Представьте приведенные ниже строки в виде таблицы Markdown со столбцами «№» (порядковый номер) и «Строка», пропустив пустые строки.

Исходные данные >>
------------------------------------------------------------

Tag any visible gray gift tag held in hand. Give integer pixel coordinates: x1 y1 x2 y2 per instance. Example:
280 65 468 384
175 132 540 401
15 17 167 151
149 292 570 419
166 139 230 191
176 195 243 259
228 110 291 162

------------------------------------------------------------

Ответ >>
| № | Строка |
|---|---|
| 1 | Tag any visible gray gift tag held in hand. Give integer pixel coordinates: x1 y1 x2 y2 per instance. Example: |
| 2 | 280 65 468 384 |
| 3 | 175 132 540 401 |
| 4 | 15 17 167 151 |
| 5 | 149 292 570 419 |
| 6 | 166 139 230 191 |
| 7 | 176 195 243 259 |
| 8 | 228 110 291 162 |